### Extracted text
════════

Straight forward XSS

  1. I find Google has an XSS vulnerability.
  2. I write a script that rewrites a public Google page to look exactly like the actual Google login.
  3. My fake page submits to a third party server, and then redirects back to the real page.
  4. I get google account passwords, users don't realize what happened, Google doesn't know what happened.

XSS as a platform for CSRF (this supposedly actually happened)

  1. Amazon has a CSRF vulnerability where a "always keep me logged in" cookie allows you to flag an entry as offensive.
  2. I find an XSS vulnerability on a high traffic site.
  3. I write a JavaScript that hits up the URLs to mark all books written by gay/lesbian authors on Amazon as offensive.
  4. To Amazon, they are getting valid requests from real browsers with real auth cookies. All the books disappear off the site overnight.
  5. The internet freaks the hell out.

════════

### Raw records

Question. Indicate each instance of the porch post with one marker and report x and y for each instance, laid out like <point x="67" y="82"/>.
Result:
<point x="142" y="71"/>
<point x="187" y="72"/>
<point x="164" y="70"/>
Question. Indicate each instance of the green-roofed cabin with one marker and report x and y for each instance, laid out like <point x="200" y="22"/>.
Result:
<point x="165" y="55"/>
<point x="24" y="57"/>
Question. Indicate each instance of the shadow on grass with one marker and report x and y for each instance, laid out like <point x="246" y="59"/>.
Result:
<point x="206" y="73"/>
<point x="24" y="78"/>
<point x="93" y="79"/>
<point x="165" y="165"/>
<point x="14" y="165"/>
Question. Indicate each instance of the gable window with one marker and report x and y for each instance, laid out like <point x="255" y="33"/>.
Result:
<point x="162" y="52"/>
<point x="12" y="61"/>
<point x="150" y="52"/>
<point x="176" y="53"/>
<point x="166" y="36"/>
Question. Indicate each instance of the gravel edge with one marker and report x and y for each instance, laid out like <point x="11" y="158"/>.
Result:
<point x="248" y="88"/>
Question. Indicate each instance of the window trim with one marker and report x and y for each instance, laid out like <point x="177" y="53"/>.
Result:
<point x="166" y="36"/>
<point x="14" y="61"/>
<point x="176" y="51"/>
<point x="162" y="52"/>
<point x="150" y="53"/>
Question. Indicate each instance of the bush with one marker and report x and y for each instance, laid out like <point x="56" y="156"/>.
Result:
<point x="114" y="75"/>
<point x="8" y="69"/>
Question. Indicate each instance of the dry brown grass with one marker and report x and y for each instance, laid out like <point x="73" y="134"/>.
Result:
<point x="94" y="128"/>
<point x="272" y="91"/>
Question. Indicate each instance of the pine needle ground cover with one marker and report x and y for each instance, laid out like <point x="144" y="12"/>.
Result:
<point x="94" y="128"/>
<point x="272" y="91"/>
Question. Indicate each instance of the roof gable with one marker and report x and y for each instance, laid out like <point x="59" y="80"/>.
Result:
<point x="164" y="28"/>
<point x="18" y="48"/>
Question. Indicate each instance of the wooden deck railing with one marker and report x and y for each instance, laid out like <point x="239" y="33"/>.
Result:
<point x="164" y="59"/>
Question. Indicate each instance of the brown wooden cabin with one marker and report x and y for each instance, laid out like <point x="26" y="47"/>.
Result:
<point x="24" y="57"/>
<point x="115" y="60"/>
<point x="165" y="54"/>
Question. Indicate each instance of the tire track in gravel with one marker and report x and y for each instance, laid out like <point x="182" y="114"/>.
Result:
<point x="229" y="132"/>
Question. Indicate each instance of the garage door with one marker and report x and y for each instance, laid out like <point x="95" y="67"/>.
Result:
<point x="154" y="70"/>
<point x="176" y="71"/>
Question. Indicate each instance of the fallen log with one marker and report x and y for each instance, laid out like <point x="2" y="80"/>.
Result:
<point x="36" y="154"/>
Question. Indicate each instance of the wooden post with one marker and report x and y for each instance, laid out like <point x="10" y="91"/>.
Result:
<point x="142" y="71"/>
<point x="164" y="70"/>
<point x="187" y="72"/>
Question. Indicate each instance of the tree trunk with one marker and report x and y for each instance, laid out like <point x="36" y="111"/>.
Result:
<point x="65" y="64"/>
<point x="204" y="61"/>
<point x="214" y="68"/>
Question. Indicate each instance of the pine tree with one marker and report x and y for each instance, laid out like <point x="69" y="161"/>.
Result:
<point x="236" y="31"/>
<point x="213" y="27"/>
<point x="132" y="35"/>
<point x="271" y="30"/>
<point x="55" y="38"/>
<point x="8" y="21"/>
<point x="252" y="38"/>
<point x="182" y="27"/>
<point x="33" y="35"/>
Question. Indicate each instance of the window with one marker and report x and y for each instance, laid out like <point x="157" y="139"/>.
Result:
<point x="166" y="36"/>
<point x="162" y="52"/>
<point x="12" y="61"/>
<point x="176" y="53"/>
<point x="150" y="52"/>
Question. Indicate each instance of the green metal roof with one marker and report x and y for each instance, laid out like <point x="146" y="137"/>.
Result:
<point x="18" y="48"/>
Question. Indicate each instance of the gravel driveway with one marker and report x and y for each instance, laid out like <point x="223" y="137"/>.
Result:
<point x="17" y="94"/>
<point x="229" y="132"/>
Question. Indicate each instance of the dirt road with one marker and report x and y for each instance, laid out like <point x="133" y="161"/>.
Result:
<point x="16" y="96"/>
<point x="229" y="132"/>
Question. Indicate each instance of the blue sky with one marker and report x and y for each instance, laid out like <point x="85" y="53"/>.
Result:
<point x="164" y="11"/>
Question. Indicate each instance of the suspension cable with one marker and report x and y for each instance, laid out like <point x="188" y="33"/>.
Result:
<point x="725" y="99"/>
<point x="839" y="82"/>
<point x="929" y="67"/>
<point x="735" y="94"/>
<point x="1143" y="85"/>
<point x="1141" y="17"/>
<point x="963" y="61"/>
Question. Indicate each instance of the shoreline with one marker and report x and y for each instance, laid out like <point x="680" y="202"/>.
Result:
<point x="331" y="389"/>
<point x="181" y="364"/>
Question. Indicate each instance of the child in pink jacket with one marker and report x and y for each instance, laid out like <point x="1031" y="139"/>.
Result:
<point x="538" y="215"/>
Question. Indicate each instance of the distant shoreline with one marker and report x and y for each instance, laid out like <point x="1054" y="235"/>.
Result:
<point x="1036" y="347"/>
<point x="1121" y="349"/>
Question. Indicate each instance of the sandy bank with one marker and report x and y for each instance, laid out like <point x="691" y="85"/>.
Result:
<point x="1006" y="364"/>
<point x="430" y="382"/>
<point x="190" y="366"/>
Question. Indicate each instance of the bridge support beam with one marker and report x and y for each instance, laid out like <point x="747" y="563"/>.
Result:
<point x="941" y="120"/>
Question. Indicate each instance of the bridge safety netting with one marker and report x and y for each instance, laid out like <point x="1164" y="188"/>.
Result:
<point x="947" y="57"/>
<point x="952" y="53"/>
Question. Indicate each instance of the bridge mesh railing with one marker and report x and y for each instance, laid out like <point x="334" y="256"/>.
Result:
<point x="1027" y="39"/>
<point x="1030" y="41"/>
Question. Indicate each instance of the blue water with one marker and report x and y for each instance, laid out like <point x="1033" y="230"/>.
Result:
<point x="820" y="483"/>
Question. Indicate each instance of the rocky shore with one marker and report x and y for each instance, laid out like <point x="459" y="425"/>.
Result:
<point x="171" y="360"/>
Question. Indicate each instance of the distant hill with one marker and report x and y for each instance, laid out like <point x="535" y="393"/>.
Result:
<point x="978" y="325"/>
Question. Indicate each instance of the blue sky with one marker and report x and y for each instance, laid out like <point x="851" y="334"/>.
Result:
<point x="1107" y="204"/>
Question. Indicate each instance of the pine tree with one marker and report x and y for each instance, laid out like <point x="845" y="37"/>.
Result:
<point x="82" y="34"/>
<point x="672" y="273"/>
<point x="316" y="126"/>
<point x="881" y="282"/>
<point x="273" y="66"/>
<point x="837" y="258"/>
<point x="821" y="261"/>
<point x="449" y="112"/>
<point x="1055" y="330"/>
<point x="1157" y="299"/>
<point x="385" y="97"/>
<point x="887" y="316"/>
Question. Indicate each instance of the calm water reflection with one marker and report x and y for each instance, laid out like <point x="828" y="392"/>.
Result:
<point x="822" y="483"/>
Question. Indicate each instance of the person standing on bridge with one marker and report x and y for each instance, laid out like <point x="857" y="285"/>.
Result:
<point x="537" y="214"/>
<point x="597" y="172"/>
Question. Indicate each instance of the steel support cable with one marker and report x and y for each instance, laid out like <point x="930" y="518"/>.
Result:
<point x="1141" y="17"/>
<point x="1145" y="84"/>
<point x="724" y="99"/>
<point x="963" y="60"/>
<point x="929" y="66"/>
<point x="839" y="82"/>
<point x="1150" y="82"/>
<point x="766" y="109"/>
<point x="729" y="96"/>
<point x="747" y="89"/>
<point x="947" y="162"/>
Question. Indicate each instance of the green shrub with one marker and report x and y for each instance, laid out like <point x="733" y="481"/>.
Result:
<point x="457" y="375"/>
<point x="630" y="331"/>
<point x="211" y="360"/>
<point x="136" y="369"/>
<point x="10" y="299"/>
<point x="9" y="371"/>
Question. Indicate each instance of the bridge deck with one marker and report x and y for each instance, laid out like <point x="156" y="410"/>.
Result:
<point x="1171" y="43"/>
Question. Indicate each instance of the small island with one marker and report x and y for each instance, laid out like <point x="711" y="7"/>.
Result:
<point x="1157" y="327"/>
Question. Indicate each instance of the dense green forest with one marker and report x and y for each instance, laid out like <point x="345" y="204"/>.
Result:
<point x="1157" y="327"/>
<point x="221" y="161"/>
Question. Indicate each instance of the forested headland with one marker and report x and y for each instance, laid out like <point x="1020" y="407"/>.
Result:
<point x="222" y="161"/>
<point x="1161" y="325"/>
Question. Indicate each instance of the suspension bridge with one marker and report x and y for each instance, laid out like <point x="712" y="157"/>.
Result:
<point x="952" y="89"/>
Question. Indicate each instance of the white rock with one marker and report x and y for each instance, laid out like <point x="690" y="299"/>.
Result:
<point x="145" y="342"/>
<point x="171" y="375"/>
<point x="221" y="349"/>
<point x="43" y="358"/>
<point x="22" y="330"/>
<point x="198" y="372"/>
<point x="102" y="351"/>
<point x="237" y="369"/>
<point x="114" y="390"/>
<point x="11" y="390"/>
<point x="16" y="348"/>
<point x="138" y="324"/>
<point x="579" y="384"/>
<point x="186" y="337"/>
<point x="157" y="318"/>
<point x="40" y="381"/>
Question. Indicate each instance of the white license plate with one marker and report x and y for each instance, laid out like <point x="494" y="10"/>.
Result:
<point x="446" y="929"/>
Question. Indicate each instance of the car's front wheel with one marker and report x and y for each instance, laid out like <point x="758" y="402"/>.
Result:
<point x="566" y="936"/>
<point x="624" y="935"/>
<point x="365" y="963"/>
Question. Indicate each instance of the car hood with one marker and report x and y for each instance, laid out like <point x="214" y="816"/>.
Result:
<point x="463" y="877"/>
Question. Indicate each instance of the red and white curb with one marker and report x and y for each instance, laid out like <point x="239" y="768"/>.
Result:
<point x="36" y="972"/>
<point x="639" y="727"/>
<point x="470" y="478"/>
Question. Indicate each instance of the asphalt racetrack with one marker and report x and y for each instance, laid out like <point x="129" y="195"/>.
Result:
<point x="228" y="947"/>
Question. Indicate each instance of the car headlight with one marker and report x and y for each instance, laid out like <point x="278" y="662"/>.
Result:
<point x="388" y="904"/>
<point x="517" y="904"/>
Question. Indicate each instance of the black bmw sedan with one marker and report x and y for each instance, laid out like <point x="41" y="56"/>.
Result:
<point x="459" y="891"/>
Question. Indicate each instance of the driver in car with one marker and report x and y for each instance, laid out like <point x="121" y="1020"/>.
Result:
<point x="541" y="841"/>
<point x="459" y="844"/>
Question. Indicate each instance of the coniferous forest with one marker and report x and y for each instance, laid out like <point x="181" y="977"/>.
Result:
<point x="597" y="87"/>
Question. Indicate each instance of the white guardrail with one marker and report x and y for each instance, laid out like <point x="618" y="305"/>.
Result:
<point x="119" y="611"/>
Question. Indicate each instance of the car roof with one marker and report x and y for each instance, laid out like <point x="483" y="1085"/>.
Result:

════════

### Directions
- a) From the text on XSS attack scenarios, extract the passage that opens with the words containing "1. I find Google" and closes with "the site overnight.".
- b) According to the text on XSS attack scenarios, what does Amazon's "always keep me logged in" cookie allow you to do?
- c) Carry on the text on XSS attack scenarios from where it stops.

### Answer set
- a)
1. I find Google has an XSS vulnerability.
  2. I write a script that rewrites a public Google page to look exactly like the actual Google login.
  3. My fake page submits to a third party server, and then redirects back to the real page.
  4. I get google account passwords, users don't realize what happened, Google doesn't know what happened.

XSS as a platform for CSRF (this supposedly actually happened)

  1. Amazon has a CSRF vulnerability where a "always keep me logged in" cookie allows you to flag an entry as offensive.
  2. I find an XSS vulnerability on a high traffic site.
  3. I write a JavaScript that hits up the URLs to mark all books written by gay/lesbian authors on Amazon as offensive.
  4. To Amazon, they are getting valid requests from real browsers with real auth cookies. All the books disappear off the site overnight.

- b) It allows you to flag an entry as offensive.

- c)
XSS as a platform for Session Fixation attacks

  1. I find an e-commerce site that does not reset their session after a login (like any ASP.NET site), have the ability to pass session id in via query string or via cookie, and stores auth info in the session (pretty common).
  2. I find an XSS vulnerability on a page on that site.
  3. I write a script that sets the session ID to the one I control.
  4. Someone hits that page, and is bumped into my session.
  5. They log in.
  6. I now have the ability to do anything I want as them, including buying products with saved cards.

Those three are the big ones. The problem with XSS, CSRF, and Session Fixation attacks are that they are very, very hard to track down and fix, and are really simple to allow, especially if a developer doesn't know much about them.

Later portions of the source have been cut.